Jobs:
a) List each percentage given in the Summerhall festival announcement, along with what it measures.
b) Please pick up the Summerhall festival announcement after its last sentence and keep writing it.

Document:
────────────────────

The festival, running 6–31 August at Summerhall in Edinburgh, will also feature HAM from Hotter Project, JITTERS starring Ellen Robertson and Charly Clive, and more.

By: Apr. 01, 2026
Summerhall Arts Reveals 36 Shows of 2026 Festival Programme Including Xhloe & Natasha, Adam Riches, and More  Image

Home of boundary-pushing performance at the Edinburgh Festival Fringe, arts charity and year-round cultural hub Summerhall Arts has announced 36 more shows of the 2026 instalment of its renowned festival programme.

Summerhall continues to host diverse and intersectional work, with 60% of the shows female led, 24% led by artists of colour, and 30% featuring an LGBTQI+ narrative. Over 55% of artists and companies are international, bringing work from Scotland, Wales, Northern Ireland, Republic of Ireland, England, Canada, USA, Colombia, Italy, Greece, Germany, France, Netherlands Luxembourg, Malta, Denmark, Ukraine, Russia, Belarus, Afghanistan, Iran, Palestine, Taiwan, South Korea, Australia and New Zealand to Summerhall’s iconic performance spaces.

This roster of shows reflects an eclectic body of work spanning theatre, performance art, drag, cabaret, puppetry, dance, circus, pole, and comedy, encompassing themes that touch on identity of all forms, digital toxification and misinformation, ongoing conflicts and injustices across the world, mother-son relationships, conspiracies, why men are so odd, existing on the internet, the weight of personal heritage, public vs private apologies, and much more. Music is celebrated throughout the programme, from contemporary opera to Neutral Milk Hotel-inspired cabaret, Korean geomungo, gig theatre, and even one man singing the same song for an hour.

Summerhall Arts has announced that triple Fringe First winners Xhloe and Natasha will premiere a brand-new show at Summerhall this festival. Co-presented with Soho Theatre and SoHo Playhouse, the duo - described by The Scotsman’s Joyce McMillan as “the most compelling performers on the Fringe” - will perform Bigfoot Ripped My Dog In Half I Saw It. Combining precise choreography, absurdist clowning, and a nine-foot puppet, the show is a piercing exploration of conspiracy and misdirection.

Another legend of the Edinburgh Fringe, Summerhall will welcome back Comedy Award winner Adam Riches with a brand new solo theatre show. After embodying fiery tennis player Jimmy Connors in his acclaimed, sell-out, smash-hit, Jimmy (Summerhall, 2024), Riches returns with The Captain - the true story of Captain Matthew Webb, the first man to ever swim the English Channel.

Summerhall Arts has announced the winners of its three festival awards to help support artists to bring boundary-pushing work to the most critically acclaimed venue at the festival. The Mary Dick Award for UK-based d/Deaf or disabled artists, in collaboration with Birds of Paradise Theatre Company, goes to Patch of Blue (Cassie and the Lights) and 3hc, who will premiere You and Me (and Whoever Comes Next) - a potent, joyful and moving exploration of care written by disabled actor and writer Keron Day, and former care worker Alex Howarth, supported by Theatre Royal Plymouth.

────────────────────

Given records:
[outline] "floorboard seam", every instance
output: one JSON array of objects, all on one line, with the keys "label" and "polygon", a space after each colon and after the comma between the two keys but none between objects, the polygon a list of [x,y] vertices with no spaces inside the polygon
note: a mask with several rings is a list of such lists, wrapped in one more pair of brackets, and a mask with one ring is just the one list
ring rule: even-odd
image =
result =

────────────────────

Answers to the problems:
a)
- 60%: shows that are female led
- 24%: shows led by artists of color
- 30%: shows featuring an LGBTQI+ narrative
- Over 55%: artists and companies that are international

b)
The Autopsy Award for artists working in Scotland is awarded to Glasgow-based contemporary performance artist Althea Young who will premiere The Dreaming, a stirring blend of autobiography and fantasy that blends performance art, theatre, and choreography, to explore topics including mutant babies, alien insemination and the urge to reproduce.

The Meadows Award, for artists of colour from anywhere in the world, goes to Palestinian multidisciplinary performance artist Fadi Murad and his show, Come Back Home - a contemporary theatre work exploring ongoing grief, dispossession, and how the past continues to inhabit the present, which deals with self criticism, fear, and the unknown through the lens of absurdity. 

Summerhall Arts has announced the return of several hit shows from past festivals. Edinburgh Comedy Award 2025 nominated Canadian slimeballs Creepy Boys (S.E. Grummett and Sam Kruger) return with their five-star anarchic fever dream about nothing, SLUGS, and present a new work-in-progress, Nude Parade, which is like a live theatre version of the game of Operation - and it’s trans. Actor, writer, clown, comedian, and all-round nincompoop Scott Turnbull returns with his acclaimed 2025 ‘edutainment show’, Surreally Good; New Zealander’s premiere interactive theatre company Binge Culture return with their 2024 immersive hit, Werewolf, perfect for fans of The Traitors; and Summerhall-based Pickering’s Gin return with a revised version of its renowned immersive Speakeasy Experience.

More returning Summerhall favourites include multi-award-winning theatre-maker and director Adam Lenson, who achieved acclaim for his debut solo show Anything That We Wanted to Be in 2023. Adam premieres Is it too late now to say sorry? - a new collision of gig, storytelling, and autobiographical investigation which psychologises the apology, both personal and public. And Buzzcut Productions (Bark Bark, 2024) return with their signature blend of live camera work, puppetry, and a live score to premiere The Wreck, a new show about two siblings diving a shipwreck and discovering the fate of their family’s seaside nightclub.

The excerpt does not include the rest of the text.